======== Data in this exercise ========

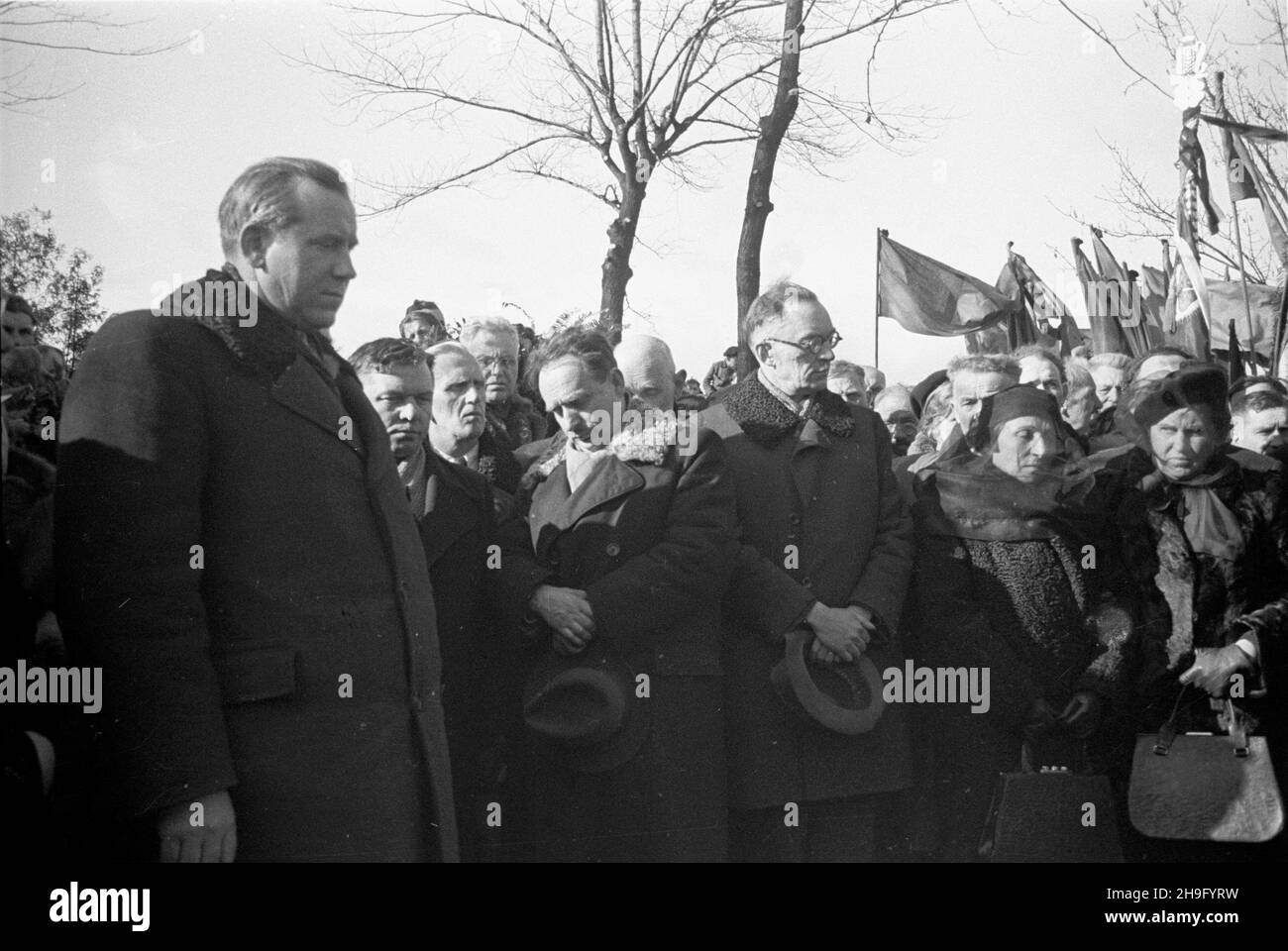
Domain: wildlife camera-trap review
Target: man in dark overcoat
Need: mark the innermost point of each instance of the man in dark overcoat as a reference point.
(236, 552)
(625, 553)
(827, 543)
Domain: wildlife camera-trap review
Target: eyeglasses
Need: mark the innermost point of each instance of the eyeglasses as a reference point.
(815, 344)
(485, 361)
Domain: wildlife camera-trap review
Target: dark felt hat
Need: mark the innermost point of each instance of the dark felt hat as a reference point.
(583, 710)
(844, 697)
(1013, 402)
(1158, 397)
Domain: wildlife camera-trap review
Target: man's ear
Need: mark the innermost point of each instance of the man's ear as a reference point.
(254, 243)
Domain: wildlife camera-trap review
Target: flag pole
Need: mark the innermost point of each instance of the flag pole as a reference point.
(876, 305)
(1237, 236)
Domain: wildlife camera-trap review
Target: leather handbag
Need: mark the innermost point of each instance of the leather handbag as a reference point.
(1051, 814)
(1203, 787)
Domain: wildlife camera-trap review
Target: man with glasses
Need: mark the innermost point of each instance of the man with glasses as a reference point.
(827, 553)
(511, 420)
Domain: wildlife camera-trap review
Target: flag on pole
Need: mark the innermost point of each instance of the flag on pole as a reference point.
(1245, 182)
(1188, 313)
(1106, 334)
(1235, 355)
(927, 296)
(1121, 298)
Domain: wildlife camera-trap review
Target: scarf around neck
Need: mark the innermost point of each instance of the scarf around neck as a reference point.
(974, 499)
(1210, 526)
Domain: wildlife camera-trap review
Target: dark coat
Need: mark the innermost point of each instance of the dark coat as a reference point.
(827, 488)
(232, 674)
(652, 544)
(481, 689)
(1228, 598)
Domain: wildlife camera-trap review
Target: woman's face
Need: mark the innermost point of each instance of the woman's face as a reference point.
(1025, 448)
(1184, 442)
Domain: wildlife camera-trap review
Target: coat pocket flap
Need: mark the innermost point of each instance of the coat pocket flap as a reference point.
(257, 673)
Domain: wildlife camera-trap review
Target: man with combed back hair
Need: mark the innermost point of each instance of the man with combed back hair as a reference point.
(825, 555)
(236, 552)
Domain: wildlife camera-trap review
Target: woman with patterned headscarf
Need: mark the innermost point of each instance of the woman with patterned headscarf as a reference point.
(1207, 544)
(1013, 565)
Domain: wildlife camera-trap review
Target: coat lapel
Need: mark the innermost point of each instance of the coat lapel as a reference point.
(555, 509)
(301, 390)
(452, 508)
(806, 459)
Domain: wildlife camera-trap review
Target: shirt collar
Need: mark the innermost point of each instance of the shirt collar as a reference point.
(800, 409)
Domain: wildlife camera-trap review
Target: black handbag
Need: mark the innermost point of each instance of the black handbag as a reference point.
(1050, 814)
(1203, 787)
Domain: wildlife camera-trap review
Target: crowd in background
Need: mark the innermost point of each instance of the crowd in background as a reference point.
(413, 604)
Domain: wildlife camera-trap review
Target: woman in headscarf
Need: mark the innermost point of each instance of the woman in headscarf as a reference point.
(1207, 544)
(1013, 575)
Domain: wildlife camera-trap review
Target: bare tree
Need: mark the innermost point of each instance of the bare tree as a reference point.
(596, 102)
(1256, 73)
(777, 123)
(29, 27)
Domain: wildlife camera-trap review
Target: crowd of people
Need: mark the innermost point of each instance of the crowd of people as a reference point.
(488, 596)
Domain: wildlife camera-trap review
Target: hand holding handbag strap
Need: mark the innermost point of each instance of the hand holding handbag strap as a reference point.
(1236, 728)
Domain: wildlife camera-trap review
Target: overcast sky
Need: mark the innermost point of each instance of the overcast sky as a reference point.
(143, 149)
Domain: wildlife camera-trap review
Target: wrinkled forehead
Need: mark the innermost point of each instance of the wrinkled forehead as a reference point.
(454, 367)
(800, 318)
(493, 342)
(971, 382)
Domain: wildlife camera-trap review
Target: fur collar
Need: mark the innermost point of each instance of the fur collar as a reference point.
(764, 419)
(635, 444)
(268, 347)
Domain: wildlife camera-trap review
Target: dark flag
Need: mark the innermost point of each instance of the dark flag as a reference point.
(1235, 355)
(1122, 305)
(1245, 182)
(1106, 333)
(926, 296)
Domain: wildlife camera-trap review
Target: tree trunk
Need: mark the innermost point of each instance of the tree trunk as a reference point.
(617, 262)
(756, 213)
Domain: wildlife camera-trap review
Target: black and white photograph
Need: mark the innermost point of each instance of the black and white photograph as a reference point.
(647, 432)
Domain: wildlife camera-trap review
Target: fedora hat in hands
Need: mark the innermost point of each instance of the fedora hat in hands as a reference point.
(583, 710)
(844, 697)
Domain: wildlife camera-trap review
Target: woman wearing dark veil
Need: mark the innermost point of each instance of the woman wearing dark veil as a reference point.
(1013, 565)
(1207, 544)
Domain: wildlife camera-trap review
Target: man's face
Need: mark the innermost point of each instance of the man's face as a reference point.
(1081, 407)
(1183, 444)
(651, 377)
(579, 401)
(1025, 448)
(425, 331)
(1109, 382)
(850, 388)
(794, 369)
(402, 397)
(1041, 372)
(498, 357)
(902, 425)
(20, 330)
(969, 392)
(307, 265)
(1263, 432)
(456, 415)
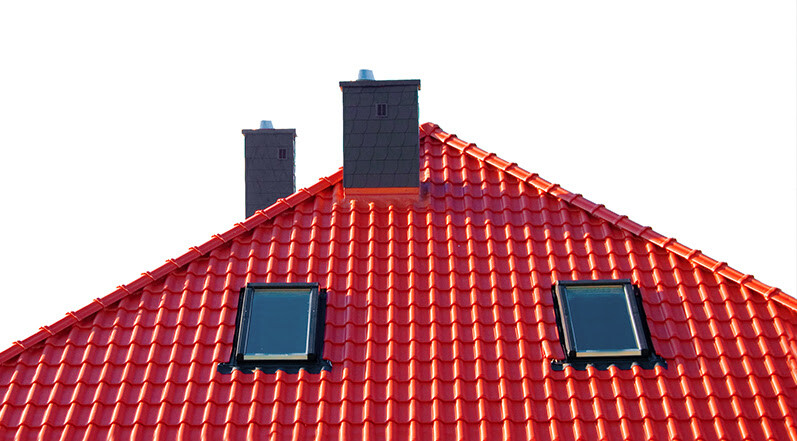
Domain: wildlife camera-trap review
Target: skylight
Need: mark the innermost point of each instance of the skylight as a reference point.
(280, 326)
(601, 320)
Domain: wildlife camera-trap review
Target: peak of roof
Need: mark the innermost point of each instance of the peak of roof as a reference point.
(426, 130)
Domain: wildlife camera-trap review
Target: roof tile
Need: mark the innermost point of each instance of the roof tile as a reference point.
(439, 324)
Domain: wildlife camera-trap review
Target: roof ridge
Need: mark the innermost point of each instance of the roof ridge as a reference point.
(621, 221)
(193, 253)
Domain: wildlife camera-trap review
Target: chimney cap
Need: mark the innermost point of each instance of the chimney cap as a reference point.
(365, 75)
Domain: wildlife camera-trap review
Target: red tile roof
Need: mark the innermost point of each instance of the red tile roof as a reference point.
(439, 325)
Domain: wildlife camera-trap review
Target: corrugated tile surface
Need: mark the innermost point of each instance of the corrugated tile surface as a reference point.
(439, 326)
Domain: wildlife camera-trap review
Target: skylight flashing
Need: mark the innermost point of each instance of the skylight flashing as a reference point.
(279, 326)
(602, 323)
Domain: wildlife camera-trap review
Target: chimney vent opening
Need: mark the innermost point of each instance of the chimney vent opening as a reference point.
(381, 110)
(365, 75)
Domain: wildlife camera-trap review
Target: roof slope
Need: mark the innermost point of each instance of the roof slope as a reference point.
(439, 324)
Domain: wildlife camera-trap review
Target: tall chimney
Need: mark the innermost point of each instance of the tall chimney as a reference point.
(270, 170)
(380, 136)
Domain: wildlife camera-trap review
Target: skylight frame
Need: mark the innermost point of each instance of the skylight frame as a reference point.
(644, 353)
(245, 328)
(311, 360)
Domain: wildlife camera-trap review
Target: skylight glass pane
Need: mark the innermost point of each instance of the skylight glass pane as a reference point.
(278, 325)
(601, 320)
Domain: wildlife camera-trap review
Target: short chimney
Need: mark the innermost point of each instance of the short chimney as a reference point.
(380, 136)
(270, 169)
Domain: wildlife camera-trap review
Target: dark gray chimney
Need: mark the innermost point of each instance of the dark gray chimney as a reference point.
(270, 165)
(380, 135)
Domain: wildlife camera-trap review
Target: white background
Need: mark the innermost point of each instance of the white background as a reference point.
(120, 124)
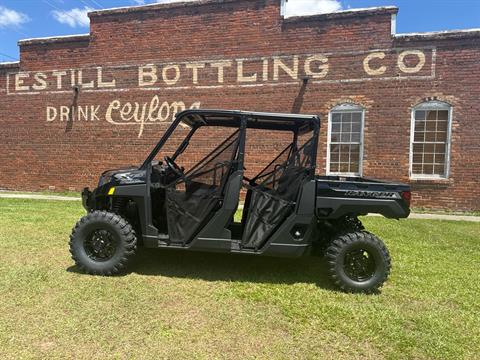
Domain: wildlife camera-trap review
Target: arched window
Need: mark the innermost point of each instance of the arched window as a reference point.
(345, 140)
(430, 140)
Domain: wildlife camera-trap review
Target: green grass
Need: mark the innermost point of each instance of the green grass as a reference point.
(46, 192)
(183, 305)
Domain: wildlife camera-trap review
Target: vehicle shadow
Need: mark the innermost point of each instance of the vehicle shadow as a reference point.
(228, 267)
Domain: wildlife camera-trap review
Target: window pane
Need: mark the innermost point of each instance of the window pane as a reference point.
(442, 126)
(419, 136)
(356, 137)
(430, 142)
(334, 156)
(432, 115)
(428, 158)
(441, 136)
(357, 117)
(346, 131)
(430, 136)
(344, 167)
(442, 114)
(428, 169)
(430, 126)
(419, 115)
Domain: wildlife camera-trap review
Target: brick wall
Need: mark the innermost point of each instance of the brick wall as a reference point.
(233, 55)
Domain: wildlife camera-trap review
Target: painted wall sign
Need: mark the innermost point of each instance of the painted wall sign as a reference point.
(120, 113)
(238, 72)
(342, 67)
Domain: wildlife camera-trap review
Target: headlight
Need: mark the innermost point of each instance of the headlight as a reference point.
(103, 180)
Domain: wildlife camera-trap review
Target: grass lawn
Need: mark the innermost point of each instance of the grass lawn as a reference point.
(192, 305)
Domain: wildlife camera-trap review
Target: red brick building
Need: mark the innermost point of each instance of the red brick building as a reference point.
(399, 107)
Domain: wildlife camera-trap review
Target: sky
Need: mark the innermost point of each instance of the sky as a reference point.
(21, 19)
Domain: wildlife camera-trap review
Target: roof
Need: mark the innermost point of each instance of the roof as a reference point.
(255, 120)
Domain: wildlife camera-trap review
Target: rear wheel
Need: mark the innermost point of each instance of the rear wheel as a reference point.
(358, 262)
(102, 243)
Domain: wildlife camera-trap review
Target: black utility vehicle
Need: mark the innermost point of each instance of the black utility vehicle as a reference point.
(288, 210)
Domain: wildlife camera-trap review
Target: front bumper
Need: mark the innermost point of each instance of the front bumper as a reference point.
(86, 198)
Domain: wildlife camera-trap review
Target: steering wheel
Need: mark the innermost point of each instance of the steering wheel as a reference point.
(177, 170)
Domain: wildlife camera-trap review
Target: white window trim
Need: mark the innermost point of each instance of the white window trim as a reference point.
(339, 109)
(431, 105)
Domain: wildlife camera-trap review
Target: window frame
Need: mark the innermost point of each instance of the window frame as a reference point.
(434, 105)
(345, 108)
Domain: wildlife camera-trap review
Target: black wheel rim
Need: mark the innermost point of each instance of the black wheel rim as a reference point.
(359, 265)
(100, 245)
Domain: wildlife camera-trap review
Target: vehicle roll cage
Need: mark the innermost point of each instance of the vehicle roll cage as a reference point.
(194, 118)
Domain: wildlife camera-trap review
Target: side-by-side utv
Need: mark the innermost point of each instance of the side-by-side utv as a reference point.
(288, 211)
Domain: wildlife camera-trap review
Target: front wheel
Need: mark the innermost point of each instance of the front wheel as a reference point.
(358, 262)
(102, 243)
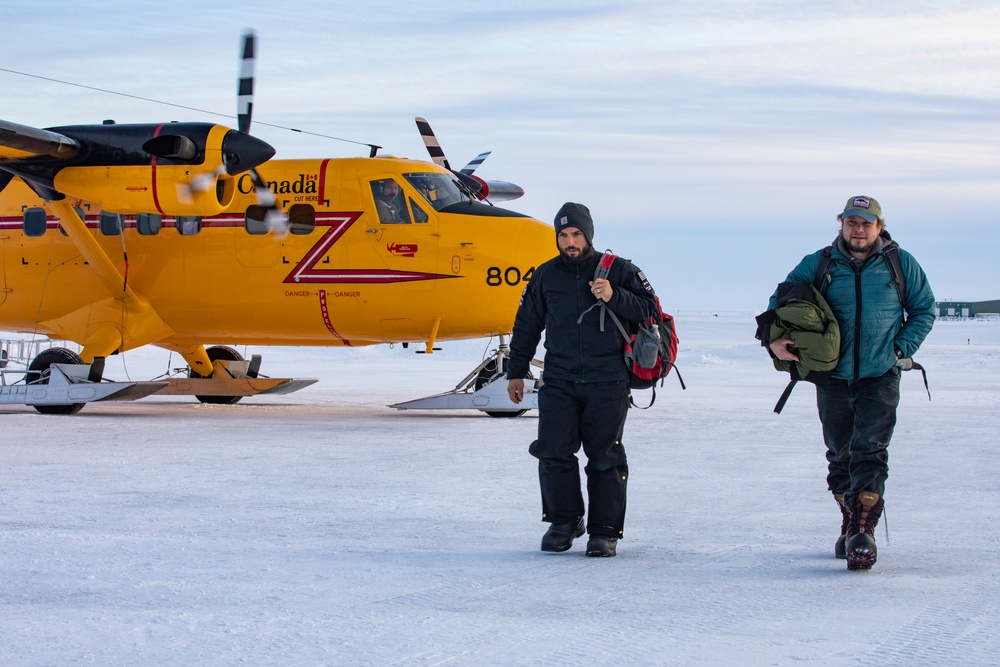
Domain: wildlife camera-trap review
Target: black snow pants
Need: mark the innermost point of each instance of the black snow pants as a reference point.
(591, 414)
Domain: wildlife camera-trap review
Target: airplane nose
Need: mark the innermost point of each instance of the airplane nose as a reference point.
(242, 152)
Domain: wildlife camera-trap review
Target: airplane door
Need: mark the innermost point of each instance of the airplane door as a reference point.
(403, 232)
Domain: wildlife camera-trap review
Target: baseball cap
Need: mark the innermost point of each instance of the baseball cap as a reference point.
(866, 207)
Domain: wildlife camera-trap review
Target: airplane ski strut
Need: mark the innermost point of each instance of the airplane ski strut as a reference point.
(70, 384)
(484, 389)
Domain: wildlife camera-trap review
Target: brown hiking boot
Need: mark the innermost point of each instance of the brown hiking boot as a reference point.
(840, 549)
(865, 509)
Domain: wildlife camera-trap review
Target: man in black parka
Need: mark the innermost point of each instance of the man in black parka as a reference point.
(584, 396)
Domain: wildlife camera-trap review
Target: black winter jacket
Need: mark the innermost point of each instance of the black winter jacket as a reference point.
(557, 294)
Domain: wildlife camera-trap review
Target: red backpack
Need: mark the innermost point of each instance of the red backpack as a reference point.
(651, 349)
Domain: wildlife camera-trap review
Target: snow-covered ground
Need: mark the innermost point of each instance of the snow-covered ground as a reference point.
(323, 528)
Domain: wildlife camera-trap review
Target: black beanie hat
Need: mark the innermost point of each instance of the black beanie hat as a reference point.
(576, 215)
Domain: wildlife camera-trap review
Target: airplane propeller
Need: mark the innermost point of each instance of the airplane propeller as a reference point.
(232, 159)
(244, 114)
(477, 187)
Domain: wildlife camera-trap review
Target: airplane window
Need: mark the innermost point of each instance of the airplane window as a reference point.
(34, 222)
(301, 219)
(254, 222)
(390, 202)
(188, 225)
(111, 224)
(438, 189)
(148, 224)
(418, 213)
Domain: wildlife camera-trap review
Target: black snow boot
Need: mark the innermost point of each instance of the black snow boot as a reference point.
(560, 536)
(840, 549)
(865, 509)
(602, 547)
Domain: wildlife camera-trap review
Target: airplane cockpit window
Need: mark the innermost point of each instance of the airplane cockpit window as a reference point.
(301, 219)
(111, 224)
(419, 215)
(148, 224)
(34, 222)
(390, 202)
(438, 189)
(188, 225)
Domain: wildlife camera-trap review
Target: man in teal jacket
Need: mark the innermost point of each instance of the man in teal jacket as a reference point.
(879, 335)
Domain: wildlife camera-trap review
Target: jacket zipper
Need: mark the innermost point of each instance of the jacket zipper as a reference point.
(857, 321)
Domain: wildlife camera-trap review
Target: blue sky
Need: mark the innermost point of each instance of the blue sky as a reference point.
(715, 142)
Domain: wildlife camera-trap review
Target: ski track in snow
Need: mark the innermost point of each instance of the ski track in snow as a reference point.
(322, 528)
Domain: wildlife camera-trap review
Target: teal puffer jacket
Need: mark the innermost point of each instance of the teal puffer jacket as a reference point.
(867, 307)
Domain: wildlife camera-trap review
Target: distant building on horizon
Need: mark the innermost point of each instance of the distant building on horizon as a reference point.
(968, 309)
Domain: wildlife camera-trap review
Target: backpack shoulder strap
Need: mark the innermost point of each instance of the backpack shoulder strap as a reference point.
(822, 278)
(891, 254)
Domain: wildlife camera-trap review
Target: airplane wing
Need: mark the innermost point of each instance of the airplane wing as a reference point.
(20, 141)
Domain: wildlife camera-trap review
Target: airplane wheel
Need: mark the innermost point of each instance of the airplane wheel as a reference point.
(220, 353)
(38, 373)
(489, 374)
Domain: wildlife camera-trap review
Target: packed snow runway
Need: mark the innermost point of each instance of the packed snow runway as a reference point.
(323, 528)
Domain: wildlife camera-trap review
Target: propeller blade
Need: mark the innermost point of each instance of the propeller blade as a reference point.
(244, 89)
(474, 164)
(432, 144)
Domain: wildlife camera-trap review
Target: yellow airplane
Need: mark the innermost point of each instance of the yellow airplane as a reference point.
(182, 235)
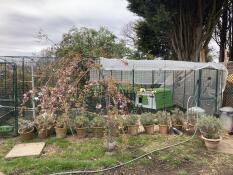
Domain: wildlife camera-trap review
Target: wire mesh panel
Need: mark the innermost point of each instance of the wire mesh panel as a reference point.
(8, 99)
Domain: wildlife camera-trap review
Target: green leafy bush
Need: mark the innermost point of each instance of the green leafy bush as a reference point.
(209, 126)
(177, 117)
(98, 121)
(25, 125)
(61, 121)
(131, 120)
(44, 121)
(164, 117)
(81, 121)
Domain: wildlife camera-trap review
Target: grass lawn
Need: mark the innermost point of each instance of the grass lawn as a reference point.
(73, 154)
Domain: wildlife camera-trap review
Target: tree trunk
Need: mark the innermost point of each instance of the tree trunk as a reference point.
(223, 35)
(231, 33)
(193, 31)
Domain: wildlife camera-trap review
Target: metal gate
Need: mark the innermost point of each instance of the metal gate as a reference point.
(210, 89)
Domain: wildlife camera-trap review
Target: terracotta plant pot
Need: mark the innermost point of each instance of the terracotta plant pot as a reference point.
(25, 136)
(133, 129)
(211, 143)
(179, 127)
(149, 129)
(60, 132)
(163, 129)
(98, 132)
(81, 132)
(115, 132)
(43, 133)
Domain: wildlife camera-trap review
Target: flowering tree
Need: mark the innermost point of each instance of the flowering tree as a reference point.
(64, 94)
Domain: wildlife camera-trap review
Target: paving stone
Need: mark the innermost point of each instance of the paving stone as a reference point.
(27, 149)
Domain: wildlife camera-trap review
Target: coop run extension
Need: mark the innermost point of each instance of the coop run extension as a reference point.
(8, 99)
(160, 84)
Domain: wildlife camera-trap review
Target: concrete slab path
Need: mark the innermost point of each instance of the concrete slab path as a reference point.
(26, 149)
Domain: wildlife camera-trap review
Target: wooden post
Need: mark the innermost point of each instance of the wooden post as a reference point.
(202, 55)
(226, 57)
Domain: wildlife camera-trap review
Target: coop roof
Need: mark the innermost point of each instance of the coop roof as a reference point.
(127, 65)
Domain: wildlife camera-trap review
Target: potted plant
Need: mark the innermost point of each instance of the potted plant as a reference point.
(81, 124)
(115, 123)
(43, 123)
(98, 126)
(209, 127)
(148, 121)
(26, 128)
(132, 124)
(177, 119)
(61, 126)
(164, 121)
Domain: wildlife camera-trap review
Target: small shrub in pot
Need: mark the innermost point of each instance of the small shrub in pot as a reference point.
(82, 123)
(178, 118)
(98, 126)
(61, 126)
(164, 121)
(132, 124)
(148, 120)
(209, 127)
(43, 123)
(26, 128)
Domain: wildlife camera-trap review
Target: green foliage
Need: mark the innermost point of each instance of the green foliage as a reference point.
(44, 121)
(180, 27)
(131, 120)
(209, 126)
(92, 43)
(164, 117)
(98, 121)
(148, 119)
(25, 125)
(61, 121)
(81, 121)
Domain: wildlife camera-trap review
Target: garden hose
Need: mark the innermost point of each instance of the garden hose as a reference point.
(128, 162)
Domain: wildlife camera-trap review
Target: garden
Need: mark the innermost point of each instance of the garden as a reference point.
(92, 127)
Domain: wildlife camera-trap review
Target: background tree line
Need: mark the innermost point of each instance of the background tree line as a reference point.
(177, 29)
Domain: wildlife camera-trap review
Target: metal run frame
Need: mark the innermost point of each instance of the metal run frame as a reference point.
(200, 78)
(9, 111)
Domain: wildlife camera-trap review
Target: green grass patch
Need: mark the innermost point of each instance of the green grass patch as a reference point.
(62, 154)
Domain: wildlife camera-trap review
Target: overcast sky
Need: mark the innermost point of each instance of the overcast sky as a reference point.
(22, 19)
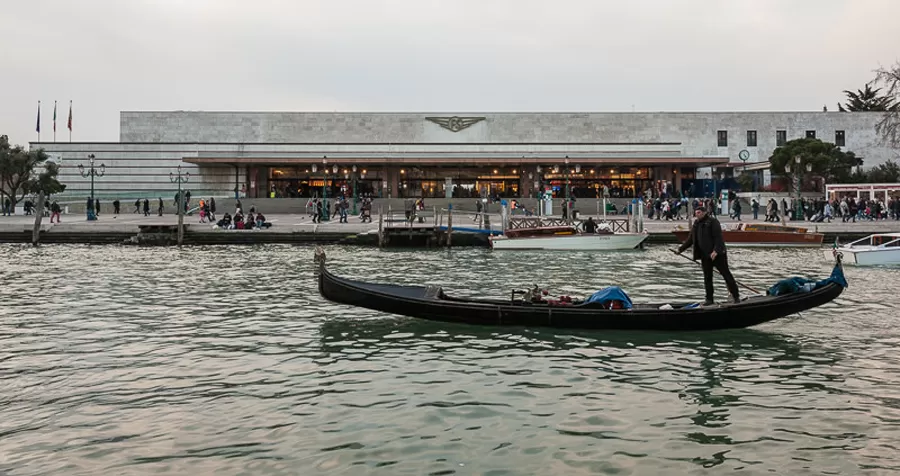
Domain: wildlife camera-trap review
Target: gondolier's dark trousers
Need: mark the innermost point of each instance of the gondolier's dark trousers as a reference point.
(721, 264)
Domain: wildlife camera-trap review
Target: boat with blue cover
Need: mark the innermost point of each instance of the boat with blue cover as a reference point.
(610, 308)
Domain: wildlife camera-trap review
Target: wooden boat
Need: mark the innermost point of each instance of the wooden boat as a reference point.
(430, 302)
(877, 249)
(565, 237)
(759, 235)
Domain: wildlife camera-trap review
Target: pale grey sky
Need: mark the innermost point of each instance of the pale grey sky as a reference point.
(430, 55)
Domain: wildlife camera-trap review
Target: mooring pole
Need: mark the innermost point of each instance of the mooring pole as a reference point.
(449, 223)
(380, 227)
(38, 215)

========

Given exercise
Pick out and copy every line of the items above that contains the word "shrub". Treat uppercase and lowercase as different.

Finished exercise
Target: small shrub in pot
Need: mark the innermost point of each instance of the small shrub in pot as a reference point.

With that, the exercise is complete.